Exercise brief:
Reproduce the lines from the one containing "Annotate each instance of the flock" to the one containing "x=763 y=169", including both.

Data lines:
....
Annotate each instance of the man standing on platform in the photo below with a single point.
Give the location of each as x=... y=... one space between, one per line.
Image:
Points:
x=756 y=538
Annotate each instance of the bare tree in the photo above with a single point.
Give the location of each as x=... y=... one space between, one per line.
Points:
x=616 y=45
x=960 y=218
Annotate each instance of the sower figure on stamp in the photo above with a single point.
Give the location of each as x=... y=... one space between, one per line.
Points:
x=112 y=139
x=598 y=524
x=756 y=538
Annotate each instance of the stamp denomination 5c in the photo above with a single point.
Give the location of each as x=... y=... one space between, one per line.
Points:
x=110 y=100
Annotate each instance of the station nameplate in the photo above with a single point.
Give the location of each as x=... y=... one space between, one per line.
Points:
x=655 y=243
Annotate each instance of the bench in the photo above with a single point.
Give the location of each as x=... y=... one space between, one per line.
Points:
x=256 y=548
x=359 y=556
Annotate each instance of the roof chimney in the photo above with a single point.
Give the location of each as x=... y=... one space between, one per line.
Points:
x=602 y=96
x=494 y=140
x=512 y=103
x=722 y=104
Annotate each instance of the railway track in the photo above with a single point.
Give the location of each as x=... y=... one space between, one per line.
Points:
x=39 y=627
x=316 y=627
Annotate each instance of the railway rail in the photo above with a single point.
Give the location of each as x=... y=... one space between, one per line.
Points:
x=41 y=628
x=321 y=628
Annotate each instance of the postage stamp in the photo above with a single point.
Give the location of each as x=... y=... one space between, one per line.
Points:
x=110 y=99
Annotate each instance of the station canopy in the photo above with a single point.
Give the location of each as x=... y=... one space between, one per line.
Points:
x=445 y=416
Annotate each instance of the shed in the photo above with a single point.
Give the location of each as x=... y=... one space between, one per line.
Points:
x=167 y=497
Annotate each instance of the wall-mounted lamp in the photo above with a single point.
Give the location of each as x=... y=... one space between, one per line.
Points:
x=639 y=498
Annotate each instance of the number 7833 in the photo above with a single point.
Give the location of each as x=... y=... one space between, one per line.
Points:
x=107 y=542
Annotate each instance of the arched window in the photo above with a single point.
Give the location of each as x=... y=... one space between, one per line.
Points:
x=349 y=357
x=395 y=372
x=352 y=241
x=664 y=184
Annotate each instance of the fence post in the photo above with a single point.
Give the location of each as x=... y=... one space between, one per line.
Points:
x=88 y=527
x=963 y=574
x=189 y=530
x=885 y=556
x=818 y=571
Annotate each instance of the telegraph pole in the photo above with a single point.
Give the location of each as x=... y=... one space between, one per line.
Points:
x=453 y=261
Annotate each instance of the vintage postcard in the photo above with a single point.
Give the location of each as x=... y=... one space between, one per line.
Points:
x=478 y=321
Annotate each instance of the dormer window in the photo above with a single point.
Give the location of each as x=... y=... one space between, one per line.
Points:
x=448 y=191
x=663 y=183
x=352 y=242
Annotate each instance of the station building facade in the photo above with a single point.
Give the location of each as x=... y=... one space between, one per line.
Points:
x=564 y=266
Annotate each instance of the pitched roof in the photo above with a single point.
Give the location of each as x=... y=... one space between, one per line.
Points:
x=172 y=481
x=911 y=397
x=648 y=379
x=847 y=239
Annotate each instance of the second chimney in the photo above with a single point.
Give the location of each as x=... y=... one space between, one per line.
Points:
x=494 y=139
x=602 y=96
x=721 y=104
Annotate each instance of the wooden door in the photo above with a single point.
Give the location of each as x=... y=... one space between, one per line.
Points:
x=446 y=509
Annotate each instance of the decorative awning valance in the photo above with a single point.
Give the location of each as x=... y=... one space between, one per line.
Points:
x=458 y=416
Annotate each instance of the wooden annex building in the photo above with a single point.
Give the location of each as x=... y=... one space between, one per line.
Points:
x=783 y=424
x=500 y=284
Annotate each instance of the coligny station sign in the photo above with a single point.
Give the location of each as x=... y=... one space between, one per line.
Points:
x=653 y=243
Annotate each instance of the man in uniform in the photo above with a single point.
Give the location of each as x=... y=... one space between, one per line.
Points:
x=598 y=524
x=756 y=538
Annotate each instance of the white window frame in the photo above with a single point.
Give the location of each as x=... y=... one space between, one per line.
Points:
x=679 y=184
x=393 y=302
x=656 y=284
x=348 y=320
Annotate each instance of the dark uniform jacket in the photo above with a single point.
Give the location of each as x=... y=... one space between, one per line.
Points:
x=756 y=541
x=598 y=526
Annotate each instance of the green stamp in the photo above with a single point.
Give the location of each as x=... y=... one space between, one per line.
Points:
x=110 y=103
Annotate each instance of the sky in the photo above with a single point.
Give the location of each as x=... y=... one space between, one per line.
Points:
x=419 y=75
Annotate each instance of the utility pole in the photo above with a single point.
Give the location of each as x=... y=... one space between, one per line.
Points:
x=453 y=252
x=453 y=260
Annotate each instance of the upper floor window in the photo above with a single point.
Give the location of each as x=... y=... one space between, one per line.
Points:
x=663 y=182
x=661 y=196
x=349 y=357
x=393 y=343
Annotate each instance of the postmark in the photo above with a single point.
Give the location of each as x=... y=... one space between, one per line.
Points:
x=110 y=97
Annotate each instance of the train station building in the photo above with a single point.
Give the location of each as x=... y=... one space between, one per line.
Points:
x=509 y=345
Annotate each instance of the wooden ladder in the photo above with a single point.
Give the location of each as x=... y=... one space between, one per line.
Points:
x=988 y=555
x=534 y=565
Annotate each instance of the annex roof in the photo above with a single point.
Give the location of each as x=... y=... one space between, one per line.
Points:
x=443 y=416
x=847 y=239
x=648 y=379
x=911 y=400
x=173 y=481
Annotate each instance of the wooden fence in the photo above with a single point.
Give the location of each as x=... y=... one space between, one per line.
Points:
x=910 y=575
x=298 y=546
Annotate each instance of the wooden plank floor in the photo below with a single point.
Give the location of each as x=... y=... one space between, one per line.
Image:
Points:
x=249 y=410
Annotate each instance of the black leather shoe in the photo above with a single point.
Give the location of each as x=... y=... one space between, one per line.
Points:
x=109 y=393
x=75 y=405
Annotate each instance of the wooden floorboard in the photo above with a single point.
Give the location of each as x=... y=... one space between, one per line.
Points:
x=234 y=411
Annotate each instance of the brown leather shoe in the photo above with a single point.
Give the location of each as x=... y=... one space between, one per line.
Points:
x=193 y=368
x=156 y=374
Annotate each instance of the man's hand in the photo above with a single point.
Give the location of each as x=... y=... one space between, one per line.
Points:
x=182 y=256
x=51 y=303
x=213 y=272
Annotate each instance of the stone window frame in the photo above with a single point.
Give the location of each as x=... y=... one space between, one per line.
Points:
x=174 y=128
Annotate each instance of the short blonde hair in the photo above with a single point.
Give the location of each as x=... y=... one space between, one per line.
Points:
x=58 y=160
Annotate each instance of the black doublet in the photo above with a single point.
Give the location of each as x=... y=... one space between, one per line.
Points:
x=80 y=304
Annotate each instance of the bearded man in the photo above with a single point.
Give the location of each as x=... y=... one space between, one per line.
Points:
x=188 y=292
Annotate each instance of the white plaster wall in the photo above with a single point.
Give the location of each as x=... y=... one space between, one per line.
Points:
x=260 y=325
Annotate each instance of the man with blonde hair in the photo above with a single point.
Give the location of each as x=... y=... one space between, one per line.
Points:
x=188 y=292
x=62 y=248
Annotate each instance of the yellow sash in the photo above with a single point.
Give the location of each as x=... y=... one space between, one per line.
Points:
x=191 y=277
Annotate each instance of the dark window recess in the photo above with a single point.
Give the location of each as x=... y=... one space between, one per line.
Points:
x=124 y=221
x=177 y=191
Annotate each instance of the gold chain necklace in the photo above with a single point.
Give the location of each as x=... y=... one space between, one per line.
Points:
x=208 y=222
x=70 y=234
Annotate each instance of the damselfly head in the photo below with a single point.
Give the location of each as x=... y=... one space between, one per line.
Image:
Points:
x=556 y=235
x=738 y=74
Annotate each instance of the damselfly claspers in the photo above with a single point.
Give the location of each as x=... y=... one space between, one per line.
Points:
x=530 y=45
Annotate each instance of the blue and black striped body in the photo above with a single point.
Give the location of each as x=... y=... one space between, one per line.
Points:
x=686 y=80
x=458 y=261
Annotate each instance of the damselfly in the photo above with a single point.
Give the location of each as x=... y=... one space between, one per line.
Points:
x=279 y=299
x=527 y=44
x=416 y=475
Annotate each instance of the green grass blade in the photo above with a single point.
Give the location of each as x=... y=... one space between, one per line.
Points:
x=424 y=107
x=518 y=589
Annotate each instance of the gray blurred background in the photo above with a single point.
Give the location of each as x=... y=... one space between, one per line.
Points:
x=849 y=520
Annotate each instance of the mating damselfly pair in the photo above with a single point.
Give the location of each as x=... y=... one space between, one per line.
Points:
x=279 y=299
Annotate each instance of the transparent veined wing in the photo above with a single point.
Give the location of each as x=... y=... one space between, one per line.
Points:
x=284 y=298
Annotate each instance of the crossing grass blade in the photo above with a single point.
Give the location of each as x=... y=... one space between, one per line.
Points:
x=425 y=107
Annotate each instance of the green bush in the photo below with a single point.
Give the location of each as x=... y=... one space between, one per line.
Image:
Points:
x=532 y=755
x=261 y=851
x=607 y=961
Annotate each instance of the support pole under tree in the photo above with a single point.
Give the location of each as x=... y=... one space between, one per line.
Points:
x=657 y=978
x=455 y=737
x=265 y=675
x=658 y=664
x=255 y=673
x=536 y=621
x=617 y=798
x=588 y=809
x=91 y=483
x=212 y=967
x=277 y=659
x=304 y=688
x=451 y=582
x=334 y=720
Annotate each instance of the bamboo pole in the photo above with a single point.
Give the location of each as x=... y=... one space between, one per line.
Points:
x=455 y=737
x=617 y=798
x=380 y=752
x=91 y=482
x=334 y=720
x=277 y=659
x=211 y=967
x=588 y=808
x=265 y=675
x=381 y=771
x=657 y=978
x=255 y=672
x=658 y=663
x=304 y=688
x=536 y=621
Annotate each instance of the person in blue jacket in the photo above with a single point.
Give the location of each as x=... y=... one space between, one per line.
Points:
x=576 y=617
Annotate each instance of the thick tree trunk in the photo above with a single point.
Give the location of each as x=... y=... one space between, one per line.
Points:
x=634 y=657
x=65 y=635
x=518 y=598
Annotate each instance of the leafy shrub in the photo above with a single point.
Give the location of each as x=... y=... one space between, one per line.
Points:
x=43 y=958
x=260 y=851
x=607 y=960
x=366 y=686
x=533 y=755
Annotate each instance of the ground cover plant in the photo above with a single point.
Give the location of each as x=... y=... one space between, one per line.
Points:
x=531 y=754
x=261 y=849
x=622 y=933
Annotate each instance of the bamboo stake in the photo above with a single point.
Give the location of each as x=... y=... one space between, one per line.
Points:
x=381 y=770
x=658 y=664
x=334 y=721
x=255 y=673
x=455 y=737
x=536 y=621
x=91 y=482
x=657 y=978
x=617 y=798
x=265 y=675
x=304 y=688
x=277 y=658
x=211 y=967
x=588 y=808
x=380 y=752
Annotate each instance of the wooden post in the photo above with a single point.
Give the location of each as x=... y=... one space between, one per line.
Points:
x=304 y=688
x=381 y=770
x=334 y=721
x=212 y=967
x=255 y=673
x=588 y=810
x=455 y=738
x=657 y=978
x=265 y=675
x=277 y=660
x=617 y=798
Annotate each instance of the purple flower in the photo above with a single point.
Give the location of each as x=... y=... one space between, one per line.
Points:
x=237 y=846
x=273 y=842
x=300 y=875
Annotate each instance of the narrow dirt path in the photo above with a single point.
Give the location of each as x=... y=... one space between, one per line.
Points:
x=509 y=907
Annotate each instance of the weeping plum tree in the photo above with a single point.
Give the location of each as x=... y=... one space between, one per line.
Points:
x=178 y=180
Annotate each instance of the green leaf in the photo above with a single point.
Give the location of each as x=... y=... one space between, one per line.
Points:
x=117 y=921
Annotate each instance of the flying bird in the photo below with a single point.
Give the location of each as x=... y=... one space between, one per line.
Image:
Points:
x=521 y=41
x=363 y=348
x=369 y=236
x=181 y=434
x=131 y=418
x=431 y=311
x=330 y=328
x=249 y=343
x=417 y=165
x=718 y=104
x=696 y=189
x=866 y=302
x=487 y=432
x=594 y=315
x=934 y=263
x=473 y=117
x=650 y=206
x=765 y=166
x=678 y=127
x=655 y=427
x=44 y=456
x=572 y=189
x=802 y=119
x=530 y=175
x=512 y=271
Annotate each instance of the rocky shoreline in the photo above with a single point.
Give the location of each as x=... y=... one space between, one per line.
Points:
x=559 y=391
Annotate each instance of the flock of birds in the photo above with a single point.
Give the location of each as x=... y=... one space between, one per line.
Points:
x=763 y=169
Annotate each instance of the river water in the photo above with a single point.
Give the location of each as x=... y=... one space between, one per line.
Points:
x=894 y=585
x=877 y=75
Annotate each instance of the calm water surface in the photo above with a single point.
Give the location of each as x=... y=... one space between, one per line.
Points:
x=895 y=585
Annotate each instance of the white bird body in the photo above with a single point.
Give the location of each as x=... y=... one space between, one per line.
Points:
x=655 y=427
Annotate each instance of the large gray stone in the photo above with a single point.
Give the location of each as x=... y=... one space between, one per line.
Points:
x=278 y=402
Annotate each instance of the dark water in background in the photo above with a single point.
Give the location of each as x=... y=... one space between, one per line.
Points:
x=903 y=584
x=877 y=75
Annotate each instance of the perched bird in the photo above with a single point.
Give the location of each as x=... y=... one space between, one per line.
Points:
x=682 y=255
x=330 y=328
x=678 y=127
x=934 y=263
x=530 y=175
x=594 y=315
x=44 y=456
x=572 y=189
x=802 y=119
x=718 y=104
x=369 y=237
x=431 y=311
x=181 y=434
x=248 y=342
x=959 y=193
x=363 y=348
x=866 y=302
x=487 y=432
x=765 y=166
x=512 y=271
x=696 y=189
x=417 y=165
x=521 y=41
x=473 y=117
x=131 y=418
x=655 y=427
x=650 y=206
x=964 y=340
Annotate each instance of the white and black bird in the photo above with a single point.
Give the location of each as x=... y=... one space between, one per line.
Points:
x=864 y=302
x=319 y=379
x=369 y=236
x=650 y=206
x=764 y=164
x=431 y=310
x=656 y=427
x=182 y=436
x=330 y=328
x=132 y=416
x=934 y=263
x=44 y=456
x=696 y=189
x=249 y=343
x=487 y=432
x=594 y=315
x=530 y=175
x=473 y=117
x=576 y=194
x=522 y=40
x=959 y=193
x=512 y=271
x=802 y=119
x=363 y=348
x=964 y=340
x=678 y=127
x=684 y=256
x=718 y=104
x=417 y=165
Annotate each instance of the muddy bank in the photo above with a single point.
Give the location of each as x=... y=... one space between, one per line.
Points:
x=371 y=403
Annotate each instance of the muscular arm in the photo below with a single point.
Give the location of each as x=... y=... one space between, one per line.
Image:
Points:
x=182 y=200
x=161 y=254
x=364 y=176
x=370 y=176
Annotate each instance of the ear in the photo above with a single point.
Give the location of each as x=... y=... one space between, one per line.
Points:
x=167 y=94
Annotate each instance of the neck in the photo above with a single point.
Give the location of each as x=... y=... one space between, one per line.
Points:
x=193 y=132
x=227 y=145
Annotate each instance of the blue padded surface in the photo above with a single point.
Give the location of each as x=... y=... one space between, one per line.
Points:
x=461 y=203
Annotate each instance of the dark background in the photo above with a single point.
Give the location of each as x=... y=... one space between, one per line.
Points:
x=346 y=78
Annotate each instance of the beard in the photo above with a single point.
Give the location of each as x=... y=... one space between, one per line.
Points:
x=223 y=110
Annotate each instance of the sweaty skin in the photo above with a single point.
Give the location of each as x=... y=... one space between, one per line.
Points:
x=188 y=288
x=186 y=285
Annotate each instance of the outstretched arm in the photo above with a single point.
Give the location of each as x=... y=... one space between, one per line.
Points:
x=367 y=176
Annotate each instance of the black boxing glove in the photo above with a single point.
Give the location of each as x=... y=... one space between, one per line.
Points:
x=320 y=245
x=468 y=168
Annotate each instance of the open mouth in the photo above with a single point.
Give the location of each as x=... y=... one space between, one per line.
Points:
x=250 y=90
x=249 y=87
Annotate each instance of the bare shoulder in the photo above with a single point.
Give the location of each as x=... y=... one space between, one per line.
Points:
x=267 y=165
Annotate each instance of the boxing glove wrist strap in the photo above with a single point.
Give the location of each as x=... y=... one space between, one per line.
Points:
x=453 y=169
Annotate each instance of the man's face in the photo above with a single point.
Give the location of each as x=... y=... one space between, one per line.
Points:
....
Expected answer:
Annotate each instance of the flock of birds in the photo above with a single point.
Give the location of each as x=... y=... one space between, one per line.
Points:
x=763 y=169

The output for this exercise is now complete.